### Texte fourni
——————————
Jérémie Renier, flic à la dérive… au sommet de son art.

Leo Woeste est inspecteur de la brigade criminelle. Il habite avec Katleen et Jack, leur fils de 5 ans. Jour après jour, son boulot force Léo à explorer les bas-fonds de la ville. Sa famille lui permet de garder les pieds sur terre, mais cet équilibre devient encore un peu plus précaire le jour où Katleen tombe accidentellement enceinte. Alors qu’il doit enquêter sur l’étrange meurtre rituel d’un jeune Congolais avec un nouveau collègue bon vivant, Johnny Rimbaud, Léo a une aventure avec la sœur de la victime… Tout semble désormais éloigner le flic de ses responsabilités de père. Peu à peu, il s’enfonce dans le waste land.

 

Le Waste Land, c’est cet interstice obscur qui s’étend entre la vie et la nuit, la twilight zone où l’homme peut sombrer en oubliant tous ses choix de vie antérieurs, en sacrifiant tout ce qu’il aime. Le Waste Land c’est également une vision nocturne quasi apocalyptique de Bruxelles, partagée entre petits coups tordus et manifestations presque surnaturelles qu’ignorent la plupart des habitants. Dormez bonnes gens, la police veille… Ou pas.
——————————
### Données brutes
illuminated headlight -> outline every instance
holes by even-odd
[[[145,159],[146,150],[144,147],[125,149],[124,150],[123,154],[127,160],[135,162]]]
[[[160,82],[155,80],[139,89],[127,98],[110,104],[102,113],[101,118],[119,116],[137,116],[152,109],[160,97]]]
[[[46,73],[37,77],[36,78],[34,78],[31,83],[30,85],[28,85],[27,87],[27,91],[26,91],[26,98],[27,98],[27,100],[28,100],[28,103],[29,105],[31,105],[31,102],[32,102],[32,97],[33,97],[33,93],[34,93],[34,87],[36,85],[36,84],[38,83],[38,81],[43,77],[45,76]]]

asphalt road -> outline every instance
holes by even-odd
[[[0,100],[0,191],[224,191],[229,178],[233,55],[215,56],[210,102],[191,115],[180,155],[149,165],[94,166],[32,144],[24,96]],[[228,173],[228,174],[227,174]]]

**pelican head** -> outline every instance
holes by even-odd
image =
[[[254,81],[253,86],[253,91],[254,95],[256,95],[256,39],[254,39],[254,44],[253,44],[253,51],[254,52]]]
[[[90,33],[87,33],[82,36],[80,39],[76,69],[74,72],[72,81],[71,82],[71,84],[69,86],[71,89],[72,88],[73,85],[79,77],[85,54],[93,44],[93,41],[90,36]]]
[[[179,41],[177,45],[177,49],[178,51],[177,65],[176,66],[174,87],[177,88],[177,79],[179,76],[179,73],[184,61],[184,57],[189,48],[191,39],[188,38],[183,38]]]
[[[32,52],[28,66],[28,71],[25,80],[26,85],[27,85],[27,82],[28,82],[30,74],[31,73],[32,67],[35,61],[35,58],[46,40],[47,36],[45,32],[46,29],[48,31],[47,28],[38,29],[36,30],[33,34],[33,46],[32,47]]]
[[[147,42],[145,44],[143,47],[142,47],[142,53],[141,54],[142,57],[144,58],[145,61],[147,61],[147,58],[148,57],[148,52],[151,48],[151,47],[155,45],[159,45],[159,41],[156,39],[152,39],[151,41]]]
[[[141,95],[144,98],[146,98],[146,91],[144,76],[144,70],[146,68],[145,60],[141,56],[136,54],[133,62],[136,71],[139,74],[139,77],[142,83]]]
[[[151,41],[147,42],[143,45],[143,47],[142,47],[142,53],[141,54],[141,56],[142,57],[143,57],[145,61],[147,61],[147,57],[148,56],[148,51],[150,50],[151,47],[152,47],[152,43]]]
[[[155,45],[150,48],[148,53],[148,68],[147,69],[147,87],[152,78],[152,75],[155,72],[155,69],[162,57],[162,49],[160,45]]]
——————————
### Travail à faire
1 – Dans le texte sur Leo Woeste, comment s'appelle le nouveau collègue avec qui Léo enquête ?
2 – Poursuivez le texte sur Leo Woeste après sa dernière phrase.
Les enregistrements constituent un matériau à part, distinct du texte sur Leo Woeste.

### Résultats obtenus
1 – Il s'appelle Johnny Rimbaud.

2 –
 

 

Waste Land est aussi le nouveau long métrage du très passionnant Pieter Van Hees (à gauche sur la photo), un film qui aurait pu/dû ne jamais exister, un projet qui revient de loin, presque d’entre les morts, grâce à l’acharnement de ses producteurs qui l’ont soutenu avec une hargne peu commune.
Chacun en parle assez librement aujourd’hui, ce n’est donc plus un secret : au départ, c’est Matthias Schoenaerts qui devait incarner Leo. Le tournage était prévu à la rentrée 2012. Mais voilà, la star flamande, complice de Peter Van Hees sur Linkeroever, renonça provisoirement puis définitivement à son engagement… à deux semaines du premier coup de manivelle. De graves problèmes familiaux l’empêchaient de se lancer dans cette aventure éprouvante.

 

 

Une équipe technique et des acteurs en stand-by (notamment Bouli Lanners qui avait un rôle important dans cette version), un projet développé et financé soudain en péril, c’était un coup très dur pour la jeune société Epidemic.
D’autres options furent alors recherchées. Un acteur flamand de premier plan? Un inconnu talentueux ? Ou… Jérémie Renier.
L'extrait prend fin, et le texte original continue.